Start of Data listing

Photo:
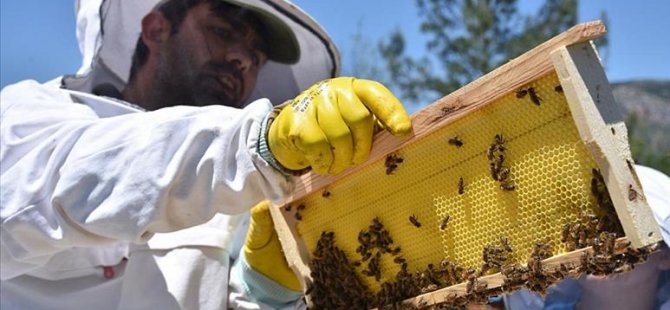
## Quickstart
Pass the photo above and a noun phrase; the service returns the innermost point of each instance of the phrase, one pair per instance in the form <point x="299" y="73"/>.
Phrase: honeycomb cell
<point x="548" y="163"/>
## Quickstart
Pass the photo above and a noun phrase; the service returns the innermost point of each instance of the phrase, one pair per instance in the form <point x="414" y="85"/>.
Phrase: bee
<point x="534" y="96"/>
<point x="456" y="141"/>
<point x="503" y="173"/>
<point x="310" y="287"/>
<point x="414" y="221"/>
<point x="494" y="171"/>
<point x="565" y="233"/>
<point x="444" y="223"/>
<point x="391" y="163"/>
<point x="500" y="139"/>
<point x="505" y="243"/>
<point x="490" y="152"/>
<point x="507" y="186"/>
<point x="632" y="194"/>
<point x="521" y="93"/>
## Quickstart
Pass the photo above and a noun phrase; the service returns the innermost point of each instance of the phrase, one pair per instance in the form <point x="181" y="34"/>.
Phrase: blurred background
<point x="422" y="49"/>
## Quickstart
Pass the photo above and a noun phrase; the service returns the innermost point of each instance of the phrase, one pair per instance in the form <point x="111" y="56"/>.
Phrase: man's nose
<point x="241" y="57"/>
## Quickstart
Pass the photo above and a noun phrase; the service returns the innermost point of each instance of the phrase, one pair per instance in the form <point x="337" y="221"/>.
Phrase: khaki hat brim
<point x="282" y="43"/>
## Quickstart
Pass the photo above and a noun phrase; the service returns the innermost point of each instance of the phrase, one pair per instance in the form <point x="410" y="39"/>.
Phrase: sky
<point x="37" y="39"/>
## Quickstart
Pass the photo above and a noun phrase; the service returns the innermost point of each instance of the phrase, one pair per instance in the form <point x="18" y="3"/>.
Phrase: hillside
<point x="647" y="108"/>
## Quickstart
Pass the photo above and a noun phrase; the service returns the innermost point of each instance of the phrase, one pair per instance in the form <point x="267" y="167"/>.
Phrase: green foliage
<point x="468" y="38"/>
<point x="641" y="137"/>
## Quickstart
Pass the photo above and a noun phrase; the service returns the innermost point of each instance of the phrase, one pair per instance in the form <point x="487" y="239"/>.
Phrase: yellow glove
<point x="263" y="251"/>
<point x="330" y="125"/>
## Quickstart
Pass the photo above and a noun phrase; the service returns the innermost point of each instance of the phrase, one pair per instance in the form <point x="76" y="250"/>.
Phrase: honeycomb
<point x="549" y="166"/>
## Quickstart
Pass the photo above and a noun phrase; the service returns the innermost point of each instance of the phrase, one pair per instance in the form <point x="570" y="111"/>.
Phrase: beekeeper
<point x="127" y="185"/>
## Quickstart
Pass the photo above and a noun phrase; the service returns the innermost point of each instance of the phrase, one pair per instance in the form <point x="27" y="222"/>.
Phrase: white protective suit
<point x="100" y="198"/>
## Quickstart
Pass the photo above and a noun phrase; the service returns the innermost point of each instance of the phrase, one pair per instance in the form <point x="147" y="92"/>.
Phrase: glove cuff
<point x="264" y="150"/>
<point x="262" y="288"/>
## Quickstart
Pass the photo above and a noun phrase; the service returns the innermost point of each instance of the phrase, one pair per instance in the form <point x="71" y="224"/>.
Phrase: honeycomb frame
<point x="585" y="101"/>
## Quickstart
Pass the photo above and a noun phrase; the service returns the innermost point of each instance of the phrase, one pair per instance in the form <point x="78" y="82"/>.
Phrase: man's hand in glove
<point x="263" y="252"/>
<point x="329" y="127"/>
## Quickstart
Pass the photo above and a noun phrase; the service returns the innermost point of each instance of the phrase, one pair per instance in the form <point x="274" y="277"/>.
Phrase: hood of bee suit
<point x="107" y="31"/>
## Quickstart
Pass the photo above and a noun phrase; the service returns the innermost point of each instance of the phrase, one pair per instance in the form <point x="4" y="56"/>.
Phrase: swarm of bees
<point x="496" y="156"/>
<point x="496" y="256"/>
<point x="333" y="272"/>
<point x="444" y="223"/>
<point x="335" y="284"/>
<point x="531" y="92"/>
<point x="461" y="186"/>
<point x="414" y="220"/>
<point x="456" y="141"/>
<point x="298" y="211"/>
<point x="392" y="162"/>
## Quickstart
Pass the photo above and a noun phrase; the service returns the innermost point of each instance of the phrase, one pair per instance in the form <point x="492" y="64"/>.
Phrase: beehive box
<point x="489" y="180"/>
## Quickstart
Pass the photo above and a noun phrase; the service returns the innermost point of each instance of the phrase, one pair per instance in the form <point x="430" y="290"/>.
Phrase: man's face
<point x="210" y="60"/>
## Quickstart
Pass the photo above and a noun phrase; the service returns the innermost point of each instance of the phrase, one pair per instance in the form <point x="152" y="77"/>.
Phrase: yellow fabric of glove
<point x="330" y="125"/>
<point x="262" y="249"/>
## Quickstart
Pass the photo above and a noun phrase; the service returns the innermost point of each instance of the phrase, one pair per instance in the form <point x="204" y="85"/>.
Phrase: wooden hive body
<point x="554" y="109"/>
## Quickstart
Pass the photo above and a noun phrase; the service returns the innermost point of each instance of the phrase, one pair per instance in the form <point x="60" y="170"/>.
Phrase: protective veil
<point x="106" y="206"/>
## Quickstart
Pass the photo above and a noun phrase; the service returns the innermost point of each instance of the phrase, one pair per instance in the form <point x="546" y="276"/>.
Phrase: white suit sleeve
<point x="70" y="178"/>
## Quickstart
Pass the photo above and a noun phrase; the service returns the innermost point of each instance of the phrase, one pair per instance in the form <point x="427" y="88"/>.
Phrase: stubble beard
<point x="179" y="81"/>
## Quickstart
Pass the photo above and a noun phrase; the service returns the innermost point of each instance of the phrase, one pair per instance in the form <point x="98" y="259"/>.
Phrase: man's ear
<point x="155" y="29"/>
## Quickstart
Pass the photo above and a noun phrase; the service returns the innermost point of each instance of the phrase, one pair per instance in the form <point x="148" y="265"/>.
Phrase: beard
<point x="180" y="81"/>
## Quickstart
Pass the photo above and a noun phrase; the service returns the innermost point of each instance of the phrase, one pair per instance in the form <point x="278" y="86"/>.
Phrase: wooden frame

End of Data listing

:: Given exercise ::
Please locate each line of the data above that contains the string "honeycomb", and copy those lines out in full.

:: Output for this task ::
Phrase: honeycomb cell
Phrase: honeycomb
Phrase: honeycomb frame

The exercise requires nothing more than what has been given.